> **Esplora il materiale**
a: Quanti anni ha Paolo Montero secondo l'articolo su Montero?
b: Elenca tutti i ruoli di Paolo Montero nominati nell'articolo su Montero.

> **Testo**
********************

Montero chiude la stagione Juve con una novità. Poi toccherà a Thiago Motta

Difesa del gruppo e corsa a pugni chiusi: il tecnico uruguaiano si gode un esordio da guerriero

La serenità non è proprio il primo stato d’animo che uno associa a Paolo Montero, o almeno al Montero calciatore, che nell’immaginario collettivo rappresenta tuttora la versione principale del cinquantaduenne di Montevideo. Dal fischio d’inizio di Bologna-Juventus fino al termine della conferenza nella sala stampa del Dall’Ara, invece, proprio la serenità è stata il tratto dominante del Montero allenatore ad interim della prima squadra - come lo è d’altra parte abitualmente del Montero allenatore della Primavera bianconera -.

********************

> **Dati**
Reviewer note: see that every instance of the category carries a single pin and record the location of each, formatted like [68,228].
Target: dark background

********************

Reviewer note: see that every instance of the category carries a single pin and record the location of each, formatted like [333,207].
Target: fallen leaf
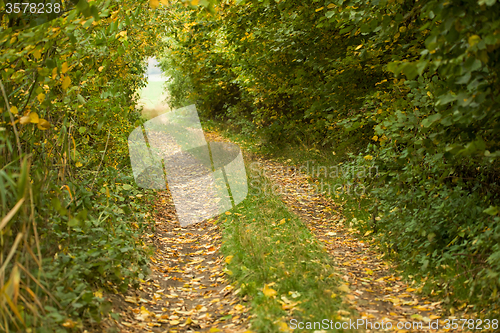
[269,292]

********************

> **Risultati per attività**
a: Cinquantadue anni.

b: Calciatore; allenatore ad interim della prima squadra; allenatore della Primavera bianconera.